TASK STATEMENT — Your answer consists of the lines in the data that contain "logo". Copy each of them.

RECORDS SUPPLIED Block Start

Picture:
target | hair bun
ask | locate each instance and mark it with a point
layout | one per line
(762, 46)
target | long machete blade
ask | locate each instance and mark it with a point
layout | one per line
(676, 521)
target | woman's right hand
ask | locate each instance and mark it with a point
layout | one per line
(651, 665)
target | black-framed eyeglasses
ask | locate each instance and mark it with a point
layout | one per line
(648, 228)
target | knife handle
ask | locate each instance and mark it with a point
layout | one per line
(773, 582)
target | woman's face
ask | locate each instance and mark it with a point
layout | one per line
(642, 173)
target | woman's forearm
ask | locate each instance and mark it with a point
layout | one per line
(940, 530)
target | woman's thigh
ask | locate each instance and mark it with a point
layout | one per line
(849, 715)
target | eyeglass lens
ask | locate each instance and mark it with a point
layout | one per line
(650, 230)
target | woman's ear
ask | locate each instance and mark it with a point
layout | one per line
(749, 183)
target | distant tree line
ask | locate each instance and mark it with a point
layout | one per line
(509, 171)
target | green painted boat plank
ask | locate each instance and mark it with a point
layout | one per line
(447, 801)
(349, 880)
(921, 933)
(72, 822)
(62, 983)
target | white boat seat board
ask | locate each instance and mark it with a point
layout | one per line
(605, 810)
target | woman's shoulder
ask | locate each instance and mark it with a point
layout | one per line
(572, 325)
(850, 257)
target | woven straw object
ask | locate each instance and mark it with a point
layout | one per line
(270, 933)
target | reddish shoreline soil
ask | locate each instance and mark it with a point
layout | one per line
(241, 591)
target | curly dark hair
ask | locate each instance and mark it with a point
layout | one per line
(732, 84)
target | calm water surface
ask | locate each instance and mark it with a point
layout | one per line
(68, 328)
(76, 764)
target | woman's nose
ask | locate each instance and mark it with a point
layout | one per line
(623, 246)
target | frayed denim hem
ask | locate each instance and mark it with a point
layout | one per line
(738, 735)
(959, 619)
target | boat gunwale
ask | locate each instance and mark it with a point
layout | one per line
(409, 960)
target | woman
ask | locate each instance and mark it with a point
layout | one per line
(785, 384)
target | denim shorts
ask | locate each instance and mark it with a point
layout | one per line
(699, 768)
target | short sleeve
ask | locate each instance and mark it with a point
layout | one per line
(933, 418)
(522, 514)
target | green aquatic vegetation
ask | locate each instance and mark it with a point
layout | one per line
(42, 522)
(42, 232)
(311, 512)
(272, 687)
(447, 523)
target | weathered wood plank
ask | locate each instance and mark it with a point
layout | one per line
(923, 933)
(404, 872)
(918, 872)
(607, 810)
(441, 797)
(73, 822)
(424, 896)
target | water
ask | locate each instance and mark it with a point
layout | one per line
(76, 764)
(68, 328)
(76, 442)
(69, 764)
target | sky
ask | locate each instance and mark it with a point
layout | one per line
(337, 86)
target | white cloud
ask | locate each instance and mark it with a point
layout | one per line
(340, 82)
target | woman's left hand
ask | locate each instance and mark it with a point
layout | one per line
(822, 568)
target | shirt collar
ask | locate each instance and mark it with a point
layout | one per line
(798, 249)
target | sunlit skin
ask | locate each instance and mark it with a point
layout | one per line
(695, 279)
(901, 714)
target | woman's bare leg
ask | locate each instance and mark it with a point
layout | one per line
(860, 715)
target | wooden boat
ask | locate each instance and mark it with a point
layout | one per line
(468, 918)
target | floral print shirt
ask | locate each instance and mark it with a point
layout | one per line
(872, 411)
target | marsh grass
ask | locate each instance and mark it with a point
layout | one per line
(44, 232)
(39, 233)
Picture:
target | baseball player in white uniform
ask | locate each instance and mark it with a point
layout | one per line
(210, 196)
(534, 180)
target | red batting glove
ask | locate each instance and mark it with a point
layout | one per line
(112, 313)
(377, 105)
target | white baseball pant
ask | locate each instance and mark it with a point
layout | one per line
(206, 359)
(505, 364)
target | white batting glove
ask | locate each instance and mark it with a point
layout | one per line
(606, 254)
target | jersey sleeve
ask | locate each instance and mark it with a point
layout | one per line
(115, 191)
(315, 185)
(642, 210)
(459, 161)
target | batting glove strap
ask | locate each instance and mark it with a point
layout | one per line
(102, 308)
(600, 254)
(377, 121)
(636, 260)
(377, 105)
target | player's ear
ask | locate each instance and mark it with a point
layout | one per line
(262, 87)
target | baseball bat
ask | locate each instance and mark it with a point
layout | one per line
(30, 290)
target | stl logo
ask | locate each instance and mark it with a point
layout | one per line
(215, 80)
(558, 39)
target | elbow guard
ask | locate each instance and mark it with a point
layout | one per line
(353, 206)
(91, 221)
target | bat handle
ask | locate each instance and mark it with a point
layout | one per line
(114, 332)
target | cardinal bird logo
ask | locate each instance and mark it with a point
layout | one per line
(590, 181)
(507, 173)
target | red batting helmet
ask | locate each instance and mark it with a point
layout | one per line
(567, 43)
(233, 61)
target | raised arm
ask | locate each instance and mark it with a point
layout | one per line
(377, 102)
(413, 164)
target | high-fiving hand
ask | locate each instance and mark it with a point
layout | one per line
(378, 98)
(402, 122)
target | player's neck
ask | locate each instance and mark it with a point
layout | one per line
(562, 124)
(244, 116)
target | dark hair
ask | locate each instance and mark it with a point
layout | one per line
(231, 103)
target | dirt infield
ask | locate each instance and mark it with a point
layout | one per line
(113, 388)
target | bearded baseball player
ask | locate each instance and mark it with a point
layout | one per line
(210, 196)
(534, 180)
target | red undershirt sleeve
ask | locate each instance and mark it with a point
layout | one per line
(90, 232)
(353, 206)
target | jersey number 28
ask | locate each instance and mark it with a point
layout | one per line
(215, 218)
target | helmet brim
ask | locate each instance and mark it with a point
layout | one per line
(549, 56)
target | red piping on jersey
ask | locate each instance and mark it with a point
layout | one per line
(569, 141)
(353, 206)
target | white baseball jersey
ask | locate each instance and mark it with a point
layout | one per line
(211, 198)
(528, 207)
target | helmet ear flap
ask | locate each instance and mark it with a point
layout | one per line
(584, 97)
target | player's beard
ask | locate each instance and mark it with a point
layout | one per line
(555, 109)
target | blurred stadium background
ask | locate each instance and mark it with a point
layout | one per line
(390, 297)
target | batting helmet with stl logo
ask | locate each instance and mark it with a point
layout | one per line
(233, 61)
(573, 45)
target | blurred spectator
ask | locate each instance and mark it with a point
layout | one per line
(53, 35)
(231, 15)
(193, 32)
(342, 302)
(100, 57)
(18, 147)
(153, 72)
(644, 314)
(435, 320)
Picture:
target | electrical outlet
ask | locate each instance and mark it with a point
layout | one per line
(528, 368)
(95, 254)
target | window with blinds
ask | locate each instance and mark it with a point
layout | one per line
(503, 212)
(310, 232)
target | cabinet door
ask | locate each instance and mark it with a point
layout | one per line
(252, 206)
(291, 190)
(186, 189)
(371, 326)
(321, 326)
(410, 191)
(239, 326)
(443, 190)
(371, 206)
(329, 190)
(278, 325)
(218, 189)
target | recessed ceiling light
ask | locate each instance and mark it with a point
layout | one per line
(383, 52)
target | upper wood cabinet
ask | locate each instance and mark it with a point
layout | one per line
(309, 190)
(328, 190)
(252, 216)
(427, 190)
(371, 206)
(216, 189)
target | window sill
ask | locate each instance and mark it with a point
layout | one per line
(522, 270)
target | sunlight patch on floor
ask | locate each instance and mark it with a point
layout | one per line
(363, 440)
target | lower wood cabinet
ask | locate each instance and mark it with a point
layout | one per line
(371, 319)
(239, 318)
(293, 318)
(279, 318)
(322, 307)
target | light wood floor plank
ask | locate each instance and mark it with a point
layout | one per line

RECORDS SUPPLIED Block End

EXERCISE RESPONSE —
target | stl logo
target | cardinal bird logo
target | batting helmet with stl logo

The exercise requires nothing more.